• Excerpt provided:

####

Funding: The Open Society Foundations June 15 launched a $10 million Transparency Champions Challenge “to empower reformers around the world to improve government responsiveness and accountability.” The Open Society pledge of new resources to support the efforts of civil society and government transparency champions hinges on other governments, companies, and/or private foundations coming forward with similar commitments, with the goal of raising $50 million by 2014.
United Kingdom: A posting in the FOIMan blog “looks at new guidance issued by the Cabinet Office which appears to directly contradict the Information Commissioner.”
Open Data: An international conference on open data and agriculture is held in Washington, the first-of-its-kind G-8 International Conference on Open Data for Agriculture.
Europe: The LAPSI 2.0 network discusses its goals, saying it is focusing its attention in the first year of activities on the “legal interoperability” of licences. The LAPSI 2.0 network will also be “working hard to embed PSI and open data in the institutional culture of the public sector, and – if this does not work – on the enforcement of the rules on PSI and open data through efficient and effective redress mechanisms. While many public bodies have embraced open data, there are still many more that need to be convinced about the benefits for economic growth, participation and accountability.”

####

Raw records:

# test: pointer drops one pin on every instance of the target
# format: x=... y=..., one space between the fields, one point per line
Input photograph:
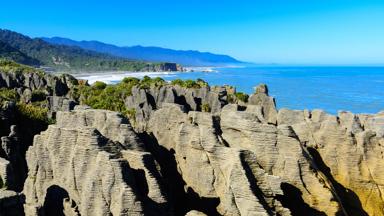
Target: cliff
x=194 y=150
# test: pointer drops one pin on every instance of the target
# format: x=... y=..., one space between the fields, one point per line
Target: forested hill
x=30 y=51
x=184 y=57
x=10 y=53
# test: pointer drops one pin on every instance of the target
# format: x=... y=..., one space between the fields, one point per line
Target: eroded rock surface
x=83 y=159
x=237 y=159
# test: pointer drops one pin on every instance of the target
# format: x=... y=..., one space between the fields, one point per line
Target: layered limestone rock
x=146 y=101
x=237 y=159
x=11 y=203
x=212 y=169
x=79 y=166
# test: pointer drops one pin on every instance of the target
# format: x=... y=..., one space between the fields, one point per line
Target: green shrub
x=191 y=84
x=131 y=114
x=231 y=98
x=38 y=95
x=242 y=96
x=201 y=82
x=8 y=95
x=13 y=67
x=99 y=85
x=178 y=82
x=133 y=80
x=205 y=108
x=32 y=112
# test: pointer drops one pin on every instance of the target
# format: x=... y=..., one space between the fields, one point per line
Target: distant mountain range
x=37 y=52
x=156 y=54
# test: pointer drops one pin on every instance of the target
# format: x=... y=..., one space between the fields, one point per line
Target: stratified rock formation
x=188 y=151
x=83 y=164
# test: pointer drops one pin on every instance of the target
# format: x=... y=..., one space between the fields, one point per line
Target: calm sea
x=356 y=89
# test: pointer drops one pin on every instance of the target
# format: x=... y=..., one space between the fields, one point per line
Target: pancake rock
x=80 y=166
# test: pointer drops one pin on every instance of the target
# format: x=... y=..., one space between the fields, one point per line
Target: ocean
x=355 y=89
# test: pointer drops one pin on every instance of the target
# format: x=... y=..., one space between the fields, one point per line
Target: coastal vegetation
x=37 y=52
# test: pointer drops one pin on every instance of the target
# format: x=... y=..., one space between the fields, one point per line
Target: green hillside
x=36 y=51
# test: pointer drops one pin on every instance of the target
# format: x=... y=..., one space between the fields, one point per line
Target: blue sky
x=261 y=31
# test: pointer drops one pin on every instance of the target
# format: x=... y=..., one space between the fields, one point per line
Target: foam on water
x=356 y=89
x=114 y=77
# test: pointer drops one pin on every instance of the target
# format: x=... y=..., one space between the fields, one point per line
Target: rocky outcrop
x=146 y=101
x=81 y=166
x=11 y=203
x=54 y=85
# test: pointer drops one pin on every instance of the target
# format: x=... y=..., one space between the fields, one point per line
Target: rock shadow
x=349 y=200
x=54 y=201
x=182 y=201
x=292 y=199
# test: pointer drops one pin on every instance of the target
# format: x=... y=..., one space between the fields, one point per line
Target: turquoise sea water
x=356 y=89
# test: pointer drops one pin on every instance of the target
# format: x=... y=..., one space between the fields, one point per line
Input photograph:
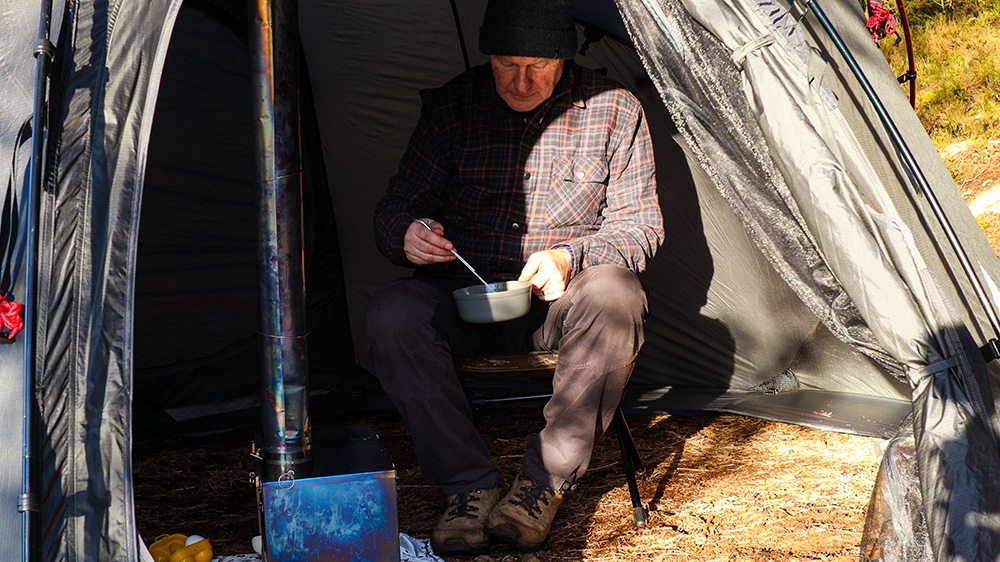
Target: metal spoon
x=489 y=288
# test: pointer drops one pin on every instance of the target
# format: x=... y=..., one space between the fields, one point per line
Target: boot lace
x=531 y=497
x=465 y=505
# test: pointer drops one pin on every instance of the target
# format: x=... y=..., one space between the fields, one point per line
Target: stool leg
x=630 y=458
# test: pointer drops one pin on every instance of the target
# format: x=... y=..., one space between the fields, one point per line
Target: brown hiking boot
x=524 y=517
x=460 y=529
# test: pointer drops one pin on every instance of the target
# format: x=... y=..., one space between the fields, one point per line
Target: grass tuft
x=956 y=45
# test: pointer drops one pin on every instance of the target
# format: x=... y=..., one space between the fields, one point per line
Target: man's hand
x=548 y=273
x=423 y=246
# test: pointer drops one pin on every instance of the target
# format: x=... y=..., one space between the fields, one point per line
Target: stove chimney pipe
x=274 y=54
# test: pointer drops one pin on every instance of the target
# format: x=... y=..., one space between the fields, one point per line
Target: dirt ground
x=719 y=487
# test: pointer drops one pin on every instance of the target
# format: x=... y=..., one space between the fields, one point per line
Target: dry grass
x=720 y=487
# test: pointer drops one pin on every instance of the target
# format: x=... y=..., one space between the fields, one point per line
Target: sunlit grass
x=956 y=45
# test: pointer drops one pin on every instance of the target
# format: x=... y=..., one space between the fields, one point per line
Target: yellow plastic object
x=200 y=551
x=164 y=546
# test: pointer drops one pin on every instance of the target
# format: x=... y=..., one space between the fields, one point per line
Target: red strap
x=10 y=317
x=881 y=23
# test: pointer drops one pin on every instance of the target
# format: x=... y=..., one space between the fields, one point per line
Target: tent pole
x=274 y=45
x=922 y=186
x=44 y=51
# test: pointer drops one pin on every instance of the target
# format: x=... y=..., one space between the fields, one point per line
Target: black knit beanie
x=528 y=28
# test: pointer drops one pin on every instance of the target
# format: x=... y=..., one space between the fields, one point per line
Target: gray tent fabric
x=19 y=22
x=800 y=265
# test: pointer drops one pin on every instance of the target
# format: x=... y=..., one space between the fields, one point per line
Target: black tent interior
x=801 y=275
x=189 y=363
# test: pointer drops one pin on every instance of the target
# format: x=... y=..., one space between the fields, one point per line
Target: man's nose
x=522 y=82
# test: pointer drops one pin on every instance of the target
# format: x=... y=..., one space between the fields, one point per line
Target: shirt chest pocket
x=576 y=191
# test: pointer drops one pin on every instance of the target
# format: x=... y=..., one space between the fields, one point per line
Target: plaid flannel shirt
x=576 y=172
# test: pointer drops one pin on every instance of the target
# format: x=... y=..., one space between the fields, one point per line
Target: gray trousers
x=414 y=332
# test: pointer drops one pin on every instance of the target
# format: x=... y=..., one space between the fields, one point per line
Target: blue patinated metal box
x=345 y=511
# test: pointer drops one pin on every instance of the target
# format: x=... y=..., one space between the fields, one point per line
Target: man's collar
x=568 y=86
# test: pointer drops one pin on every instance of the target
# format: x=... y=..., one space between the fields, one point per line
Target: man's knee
x=611 y=286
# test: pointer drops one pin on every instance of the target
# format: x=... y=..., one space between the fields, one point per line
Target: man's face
x=525 y=82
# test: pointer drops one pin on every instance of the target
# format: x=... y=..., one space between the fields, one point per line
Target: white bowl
x=511 y=299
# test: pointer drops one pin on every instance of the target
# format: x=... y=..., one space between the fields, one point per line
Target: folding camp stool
x=538 y=365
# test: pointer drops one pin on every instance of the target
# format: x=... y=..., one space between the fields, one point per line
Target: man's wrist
x=572 y=256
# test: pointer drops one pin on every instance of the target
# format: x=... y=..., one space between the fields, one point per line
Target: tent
x=805 y=277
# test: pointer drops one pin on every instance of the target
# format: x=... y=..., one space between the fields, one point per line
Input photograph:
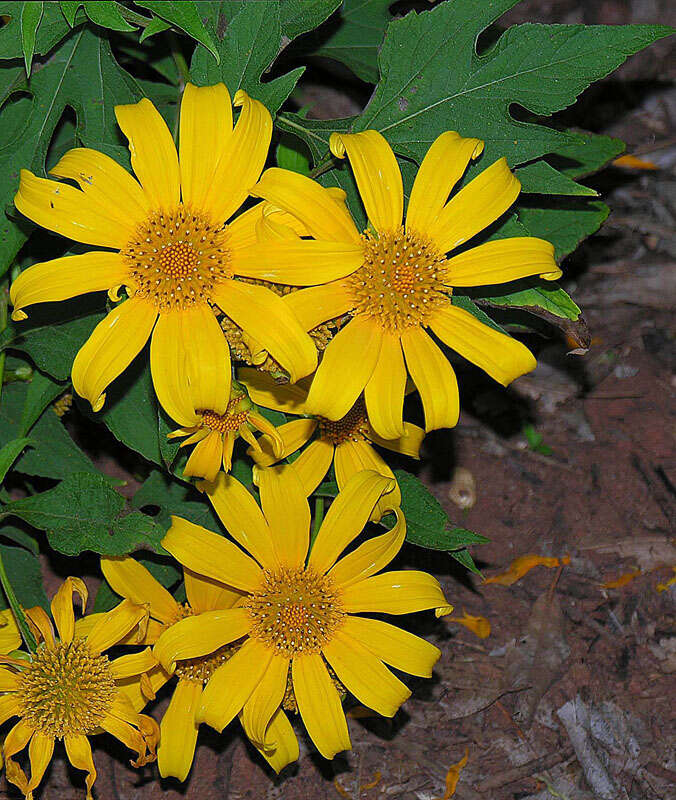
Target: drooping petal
x=395 y=592
x=396 y=647
x=107 y=183
x=318 y=304
x=384 y=393
x=498 y=354
x=212 y=555
x=242 y=159
x=264 y=316
x=347 y=366
x=475 y=206
x=434 y=378
x=243 y=519
x=371 y=556
x=287 y=512
x=66 y=277
x=361 y=673
x=346 y=518
x=206 y=126
x=231 y=685
x=179 y=731
x=377 y=174
x=308 y=200
x=68 y=211
x=443 y=166
x=112 y=346
x=502 y=261
x=153 y=153
x=264 y=702
x=319 y=705
x=62 y=607
x=132 y=580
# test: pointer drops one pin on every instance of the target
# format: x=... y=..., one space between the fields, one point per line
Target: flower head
x=405 y=280
x=172 y=248
x=68 y=689
x=297 y=627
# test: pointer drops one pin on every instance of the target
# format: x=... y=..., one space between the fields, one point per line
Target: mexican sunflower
x=300 y=636
x=405 y=280
x=168 y=244
x=68 y=689
x=346 y=443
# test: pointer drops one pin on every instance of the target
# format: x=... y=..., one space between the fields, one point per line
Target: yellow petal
x=347 y=366
x=280 y=731
x=396 y=647
x=502 y=261
x=264 y=702
x=443 y=166
x=242 y=159
x=319 y=705
x=211 y=555
x=396 y=592
x=179 y=731
x=231 y=685
x=206 y=126
x=346 y=518
x=475 y=206
x=105 y=182
x=319 y=304
x=377 y=174
x=66 y=277
x=306 y=199
x=434 y=378
x=153 y=153
x=287 y=512
x=112 y=346
x=205 y=594
x=384 y=393
x=364 y=675
x=62 y=607
x=69 y=212
x=313 y=463
x=243 y=519
x=501 y=356
x=371 y=556
x=132 y=580
x=79 y=754
x=264 y=316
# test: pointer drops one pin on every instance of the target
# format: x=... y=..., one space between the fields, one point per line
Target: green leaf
x=427 y=524
x=85 y=513
x=31 y=14
x=541 y=178
x=249 y=37
x=10 y=453
x=183 y=15
x=356 y=36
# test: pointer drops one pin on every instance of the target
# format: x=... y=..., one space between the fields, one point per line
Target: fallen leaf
x=452 y=777
x=522 y=565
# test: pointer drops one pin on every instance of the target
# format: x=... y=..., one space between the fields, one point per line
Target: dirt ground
x=569 y=695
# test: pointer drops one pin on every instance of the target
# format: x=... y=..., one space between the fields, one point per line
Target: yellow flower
x=345 y=442
x=214 y=435
x=297 y=626
x=404 y=282
x=67 y=689
x=173 y=252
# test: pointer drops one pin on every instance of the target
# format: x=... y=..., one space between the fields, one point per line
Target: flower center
x=401 y=281
x=66 y=689
x=353 y=426
x=295 y=611
x=176 y=259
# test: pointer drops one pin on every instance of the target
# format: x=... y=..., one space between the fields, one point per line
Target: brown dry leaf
x=537 y=659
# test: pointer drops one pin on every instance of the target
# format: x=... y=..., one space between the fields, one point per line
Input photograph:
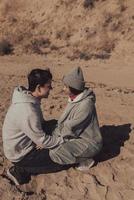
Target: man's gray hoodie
x=22 y=128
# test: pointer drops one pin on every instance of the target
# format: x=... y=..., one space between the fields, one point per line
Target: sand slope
x=100 y=40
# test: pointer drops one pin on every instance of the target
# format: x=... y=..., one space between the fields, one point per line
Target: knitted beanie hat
x=75 y=79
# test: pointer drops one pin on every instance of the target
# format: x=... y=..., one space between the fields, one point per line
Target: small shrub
x=6 y=48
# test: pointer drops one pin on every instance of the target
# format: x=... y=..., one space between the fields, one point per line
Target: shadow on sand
x=113 y=139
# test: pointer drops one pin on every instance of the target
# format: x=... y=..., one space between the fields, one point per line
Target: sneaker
x=18 y=178
x=85 y=165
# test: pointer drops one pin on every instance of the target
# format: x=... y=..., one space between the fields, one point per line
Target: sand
x=100 y=40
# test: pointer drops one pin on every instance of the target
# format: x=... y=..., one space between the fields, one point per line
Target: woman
x=78 y=125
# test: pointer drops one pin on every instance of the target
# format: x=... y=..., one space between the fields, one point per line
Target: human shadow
x=113 y=139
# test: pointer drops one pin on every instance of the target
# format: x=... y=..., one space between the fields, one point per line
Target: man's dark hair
x=74 y=91
x=38 y=77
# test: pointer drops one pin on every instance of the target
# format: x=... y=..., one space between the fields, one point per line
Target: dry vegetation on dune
x=93 y=28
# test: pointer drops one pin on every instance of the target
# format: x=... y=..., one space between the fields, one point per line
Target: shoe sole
x=87 y=168
x=12 y=178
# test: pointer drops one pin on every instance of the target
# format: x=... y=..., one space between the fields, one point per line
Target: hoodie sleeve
x=31 y=126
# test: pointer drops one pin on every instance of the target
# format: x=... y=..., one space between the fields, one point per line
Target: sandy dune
x=78 y=36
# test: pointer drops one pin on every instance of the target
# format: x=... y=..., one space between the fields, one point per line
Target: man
x=23 y=128
x=78 y=125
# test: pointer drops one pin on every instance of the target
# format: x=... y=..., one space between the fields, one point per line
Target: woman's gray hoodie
x=79 y=125
x=22 y=128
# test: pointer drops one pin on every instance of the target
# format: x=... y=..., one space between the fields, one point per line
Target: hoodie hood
x=87 y=93
x=23 y=95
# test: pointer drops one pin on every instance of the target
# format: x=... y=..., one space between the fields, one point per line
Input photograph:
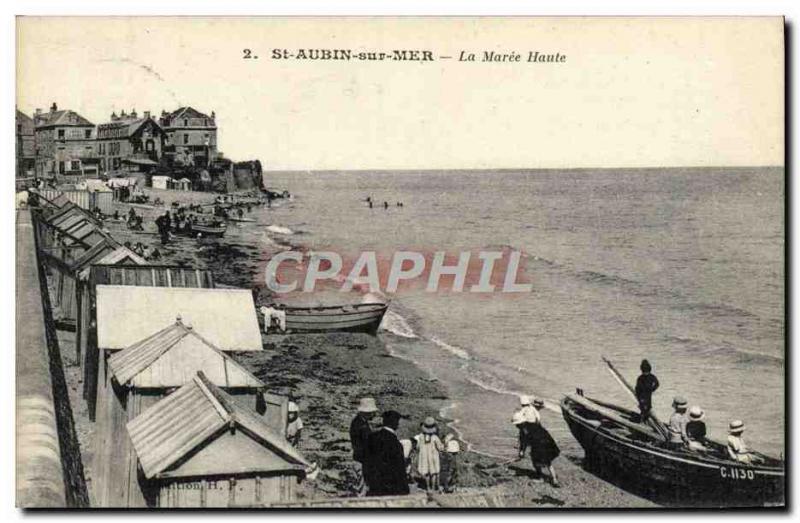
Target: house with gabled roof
x=140 y=376
x=199 y=447
x=130 y=143
x=191 y=137
x=64 y=143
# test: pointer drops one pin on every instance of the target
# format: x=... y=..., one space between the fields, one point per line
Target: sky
x=632 y=92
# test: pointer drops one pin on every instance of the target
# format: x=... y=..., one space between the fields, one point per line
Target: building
x=199 y=447
x=140 y=376
x=130 y=143
x=64 y=143
x=26 y=146
x=191 y=137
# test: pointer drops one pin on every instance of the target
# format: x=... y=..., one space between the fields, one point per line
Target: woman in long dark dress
x=543 y=447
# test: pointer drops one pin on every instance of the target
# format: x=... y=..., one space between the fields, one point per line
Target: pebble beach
x=326 y=374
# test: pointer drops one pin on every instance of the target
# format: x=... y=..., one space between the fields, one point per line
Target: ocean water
x=684 y=267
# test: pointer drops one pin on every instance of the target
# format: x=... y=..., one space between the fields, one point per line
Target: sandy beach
x=327 y=374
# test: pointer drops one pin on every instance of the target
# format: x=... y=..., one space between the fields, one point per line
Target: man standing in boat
x=646 y=385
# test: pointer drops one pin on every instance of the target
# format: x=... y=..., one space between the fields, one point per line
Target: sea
x=683 y=267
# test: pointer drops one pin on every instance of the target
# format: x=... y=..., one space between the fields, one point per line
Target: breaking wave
x=279 y=229
x=397 y=325
x=452 y=349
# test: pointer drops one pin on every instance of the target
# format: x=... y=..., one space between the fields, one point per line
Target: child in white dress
x=428 y=448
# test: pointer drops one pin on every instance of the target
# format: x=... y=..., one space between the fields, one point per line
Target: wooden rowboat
x=362 y=317
x=618 y=446
x=207 y=231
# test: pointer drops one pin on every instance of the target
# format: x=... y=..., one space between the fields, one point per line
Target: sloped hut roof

####

• Exercises to complete:
[A] In the transparency news digest, how much money does the Transparency Champions Challenge aim to raise by 2014?
[B] Please extend the transparency news digest from its last sentence.

• Exercise results:
[A] $50 million.

[B]
The group also said: Over the next two years, LAPSI 2.0, in cooperation with other projects and initiatives, will organise two conferences and a number of workshops on the legal aspects of PSI and open data. Our first conference is already planned: on October 24th, we hope to see you in Ljubljana for a great day on “The new PSI directive: what’s next?”. We are also planning workshops at the Samos Summit in July and you can find us at all the important open data events, including the OKCon in Geneva.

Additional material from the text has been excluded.